Page text

* * * * *

# Protection - is my dog too nice?



## HankGSD (Oct 28, 2010)

I have worked hard to socialize Hank, who is 9 months old, and always stop and let strangers meet him or pet him on our walks if they ask. He is good at "leave it" when we are walking and if someone not wanting to meet him walks by, or another dog barks from behind a fence, he will not respond.

Today I had a man from somewhere behind me call, "Hey, bitch," three times, and I think he might have been addressing me. He may have been crazy, but I also had just thrown my poop bag into a trash can in the CVS parking lot, so maybe he took exception to that (is that bad manners? It was wrapped up tight and knotted.)

In any case, I ignored this voice and kept walking, and stopped at each crosswalk and waited for Hank to sit at each one like we normally do. 

Here is my question: Hank is very protective in the home and barks very protectively when someone comes to the door or he hears something outside but on walks he is very mellow and has never barked at anyone approaching us. I did not expect him to respond to the "hey, bitch" comment since it was behind us and the guy obviously wasn't brave enough to approach me with a 90-lb. shepherd at my side, but when will he really react to someone who is a threat? Will he react to their body language, their voice, or my reaction to them?


----------



## Ucdcrush (Mar 22, 2004)

I'm curious to see responses. Based on my dogs own reactions to outside stimuli like dogs, cats, and even people, I think a big part of it can be my own reaction/stress.

* * * * *

Items from a dataset:
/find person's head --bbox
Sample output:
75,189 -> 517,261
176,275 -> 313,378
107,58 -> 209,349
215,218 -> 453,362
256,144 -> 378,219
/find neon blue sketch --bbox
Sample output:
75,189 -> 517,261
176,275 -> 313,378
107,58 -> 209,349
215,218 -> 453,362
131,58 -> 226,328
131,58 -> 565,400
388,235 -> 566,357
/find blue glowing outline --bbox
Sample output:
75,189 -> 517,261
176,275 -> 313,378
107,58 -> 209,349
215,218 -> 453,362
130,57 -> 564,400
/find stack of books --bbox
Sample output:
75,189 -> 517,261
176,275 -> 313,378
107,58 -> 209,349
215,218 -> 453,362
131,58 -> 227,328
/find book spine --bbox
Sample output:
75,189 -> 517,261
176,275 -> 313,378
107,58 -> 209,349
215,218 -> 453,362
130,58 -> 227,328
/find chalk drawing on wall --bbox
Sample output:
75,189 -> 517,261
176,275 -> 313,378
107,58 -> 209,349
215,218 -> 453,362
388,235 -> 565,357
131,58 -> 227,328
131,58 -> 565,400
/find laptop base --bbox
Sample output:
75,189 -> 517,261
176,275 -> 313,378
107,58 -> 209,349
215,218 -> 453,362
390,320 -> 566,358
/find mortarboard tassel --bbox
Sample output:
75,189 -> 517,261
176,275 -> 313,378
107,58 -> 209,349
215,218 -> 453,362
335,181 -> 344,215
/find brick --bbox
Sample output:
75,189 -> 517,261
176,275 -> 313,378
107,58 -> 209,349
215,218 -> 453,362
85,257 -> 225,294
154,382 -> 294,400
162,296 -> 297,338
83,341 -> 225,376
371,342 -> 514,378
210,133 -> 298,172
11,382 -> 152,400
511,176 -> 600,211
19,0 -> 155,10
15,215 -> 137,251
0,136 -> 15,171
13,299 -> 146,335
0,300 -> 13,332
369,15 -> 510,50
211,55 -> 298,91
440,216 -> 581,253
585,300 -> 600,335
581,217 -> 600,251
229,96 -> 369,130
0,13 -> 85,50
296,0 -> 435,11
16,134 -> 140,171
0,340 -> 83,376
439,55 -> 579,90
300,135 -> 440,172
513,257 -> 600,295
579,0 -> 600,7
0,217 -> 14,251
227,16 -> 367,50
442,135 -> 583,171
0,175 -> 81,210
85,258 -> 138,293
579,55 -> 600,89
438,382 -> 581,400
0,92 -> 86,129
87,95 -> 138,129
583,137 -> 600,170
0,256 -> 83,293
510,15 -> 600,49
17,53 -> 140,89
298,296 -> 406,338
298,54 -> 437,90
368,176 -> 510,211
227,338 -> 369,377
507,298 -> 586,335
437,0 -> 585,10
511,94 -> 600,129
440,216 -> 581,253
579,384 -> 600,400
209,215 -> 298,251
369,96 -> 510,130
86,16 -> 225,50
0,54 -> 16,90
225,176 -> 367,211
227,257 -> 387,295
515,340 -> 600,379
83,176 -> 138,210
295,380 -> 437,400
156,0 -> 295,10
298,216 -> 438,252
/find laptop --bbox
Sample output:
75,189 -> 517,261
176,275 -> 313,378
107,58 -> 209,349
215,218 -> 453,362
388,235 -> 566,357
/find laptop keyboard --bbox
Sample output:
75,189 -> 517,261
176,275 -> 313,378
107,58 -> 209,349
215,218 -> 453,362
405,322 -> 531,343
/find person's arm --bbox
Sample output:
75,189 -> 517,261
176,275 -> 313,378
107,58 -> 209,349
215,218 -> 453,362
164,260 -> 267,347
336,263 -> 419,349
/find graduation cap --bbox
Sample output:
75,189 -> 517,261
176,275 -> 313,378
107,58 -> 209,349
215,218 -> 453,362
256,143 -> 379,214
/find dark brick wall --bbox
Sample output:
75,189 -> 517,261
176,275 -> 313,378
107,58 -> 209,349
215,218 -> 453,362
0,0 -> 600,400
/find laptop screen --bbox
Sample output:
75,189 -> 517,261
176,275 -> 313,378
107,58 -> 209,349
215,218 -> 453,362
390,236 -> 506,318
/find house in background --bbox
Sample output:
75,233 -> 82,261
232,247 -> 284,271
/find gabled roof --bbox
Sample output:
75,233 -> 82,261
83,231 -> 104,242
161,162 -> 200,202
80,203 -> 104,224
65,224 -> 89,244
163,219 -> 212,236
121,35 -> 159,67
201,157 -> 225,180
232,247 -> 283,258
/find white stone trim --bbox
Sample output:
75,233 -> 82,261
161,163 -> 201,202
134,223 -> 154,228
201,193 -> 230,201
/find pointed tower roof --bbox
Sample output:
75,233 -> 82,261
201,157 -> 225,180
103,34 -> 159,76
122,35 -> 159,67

* * * * *

Prompt 1
Copy from the records, character for character, starting at the line that has "glowing outline --bbox" and ending after the line that has "130,58 -> 227,328".
Prompt 2
Pick up the forum thread about whether a dog is too friendly to protect its owner, and keep it going from the point where it stops.

Expected output 1
/find blue glowing outline --bbox
Sample output:
75,189 -> 517,261
176,275 -> 313,378
107,58 -> 209,349
215,218 -> 453,362
130,57 -> 564,400
/find stack of books --bbox
Sample output:
75,189 -> 517,261
176,275 -> 313,378
107,58 -> 209,349
215,218 -> 453,362
131,58 -> 227,328
/find book spine --bbox
Sample output:
75,189 -> 517,261
176,275 -> 313,378
107,58 -> 209,349
215,218 -> 453,362
130,58 -> 227,328

Expected output 2
If for some reason I wanted my dog to look more alert, or look at people more alertly, I would tighten up on his leash, that would raise the stress level and he would be more likely to consider things in the environment threatening.

Also at 9 months that's still a puppy, so what he does now may not be his reaction when he's 2 or 3.


----------



## Emoore (Oct 9, 2002)

I don't think anybody can tell you want your dog would do if faced with a real threat. If I were you and truly worried about my safety, I'd get some self-defense training and some mace/pepper spray/tazer/handgun and learn to use it. Honestly your dog's best "protection" function is his physical intimidation and deterrent. A determined criminal can take out a dog no problem and if someone isn't deterred by the dog's presence, he probably has planned a way to eliminate the dog as a factor. 

I don't delegate my protection to anyone.


----------



## Lucy Dog (Aug 10, 2008)

At 9 months old, I'd prefer a friendly pup. The dog still is a puppy, so I don't want to see any kind of protective type behaviors yet unless specifically trained that way with a professional.

As for the whole poop in the garbage thing... it's what I always do. Not too sure why anyone would take offence to that. At least you picked it up and threw it away which is more than most people do.


----------



## rickaz80 (Feb 24, 2008)

My 4 year old female, Ziva has been protective all her life. At a little older than 3 months she growled at a huge highschool kid dressed like a hood. The kid walked up to my wife, which mabe her feel uneasy, and wanted to pet Ziva, she was having none of that. The wife walked away with the tought Ziva may have bit him. To that point Ziva was calm with other people she did not know.
Now I have two others female GSD, and all are protective. No training required.


----------



## blehmannwa (Jan 11, 2011)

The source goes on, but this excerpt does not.